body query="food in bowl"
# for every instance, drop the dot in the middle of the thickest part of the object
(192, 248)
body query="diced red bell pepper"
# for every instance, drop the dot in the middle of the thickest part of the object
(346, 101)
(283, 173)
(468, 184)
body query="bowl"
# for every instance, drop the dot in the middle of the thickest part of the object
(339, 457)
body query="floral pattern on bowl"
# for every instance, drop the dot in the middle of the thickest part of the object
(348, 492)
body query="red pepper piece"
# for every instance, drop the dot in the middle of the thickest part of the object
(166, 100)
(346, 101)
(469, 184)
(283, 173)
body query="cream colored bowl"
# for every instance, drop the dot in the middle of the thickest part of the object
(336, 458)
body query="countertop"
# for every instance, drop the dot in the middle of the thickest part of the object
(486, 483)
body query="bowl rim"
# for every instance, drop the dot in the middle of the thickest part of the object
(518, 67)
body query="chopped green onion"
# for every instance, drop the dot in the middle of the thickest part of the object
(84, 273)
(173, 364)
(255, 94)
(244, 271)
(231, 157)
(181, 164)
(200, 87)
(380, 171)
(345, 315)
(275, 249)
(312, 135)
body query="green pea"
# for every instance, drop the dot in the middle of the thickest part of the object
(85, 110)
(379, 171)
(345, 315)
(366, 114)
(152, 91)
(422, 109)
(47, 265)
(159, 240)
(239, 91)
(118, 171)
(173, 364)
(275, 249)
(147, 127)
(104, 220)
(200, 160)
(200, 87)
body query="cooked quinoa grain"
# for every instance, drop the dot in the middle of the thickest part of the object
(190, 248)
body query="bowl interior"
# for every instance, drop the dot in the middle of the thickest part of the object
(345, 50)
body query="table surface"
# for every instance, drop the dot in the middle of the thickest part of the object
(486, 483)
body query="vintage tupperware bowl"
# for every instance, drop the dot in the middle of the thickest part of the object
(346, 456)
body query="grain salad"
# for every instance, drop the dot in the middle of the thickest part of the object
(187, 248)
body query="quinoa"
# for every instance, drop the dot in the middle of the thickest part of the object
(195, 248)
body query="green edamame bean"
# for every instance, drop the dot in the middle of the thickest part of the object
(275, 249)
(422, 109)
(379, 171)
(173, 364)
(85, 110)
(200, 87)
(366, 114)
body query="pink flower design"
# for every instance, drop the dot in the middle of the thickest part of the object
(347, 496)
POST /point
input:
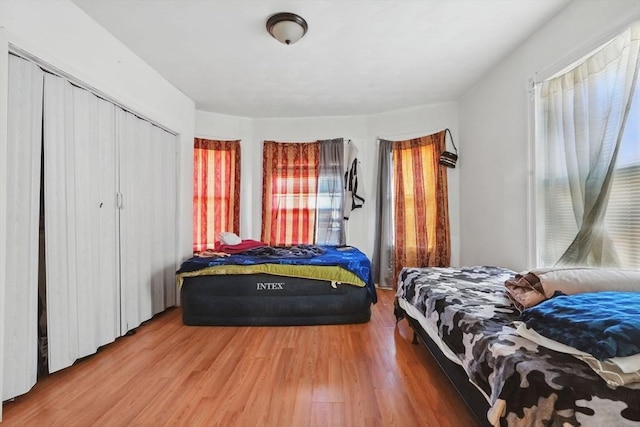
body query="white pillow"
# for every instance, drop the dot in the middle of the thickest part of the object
(230, 239)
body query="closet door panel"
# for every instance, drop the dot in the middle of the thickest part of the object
(22, 225)
(80, 221)
(148, 185)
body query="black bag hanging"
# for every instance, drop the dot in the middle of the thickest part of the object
(448, 158)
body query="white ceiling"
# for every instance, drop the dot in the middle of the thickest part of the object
(358, 57)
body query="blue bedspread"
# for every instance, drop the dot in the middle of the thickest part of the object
(347, 257)
(603, 324)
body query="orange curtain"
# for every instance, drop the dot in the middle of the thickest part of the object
(290, 182)
(421, 203)
(216, 191)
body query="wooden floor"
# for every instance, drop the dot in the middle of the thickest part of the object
(168, 374)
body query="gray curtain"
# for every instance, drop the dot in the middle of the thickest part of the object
(329, 228)
(383, 251)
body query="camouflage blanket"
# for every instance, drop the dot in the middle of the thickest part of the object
(525, 384)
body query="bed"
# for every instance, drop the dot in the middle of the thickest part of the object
(468, 320)
(277, 286)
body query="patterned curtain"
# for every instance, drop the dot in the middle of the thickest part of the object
(421, 204)
(216, 191)
(290, 181)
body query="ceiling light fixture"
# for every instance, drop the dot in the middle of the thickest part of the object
(286, 27)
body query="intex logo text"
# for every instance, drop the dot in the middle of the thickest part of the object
(269, 286)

--------------------------------------------------

### [Task to carry out]
Reply with the number only, stating how many lines in the listing hold the string "bowl".

### [Result of the exercise]
7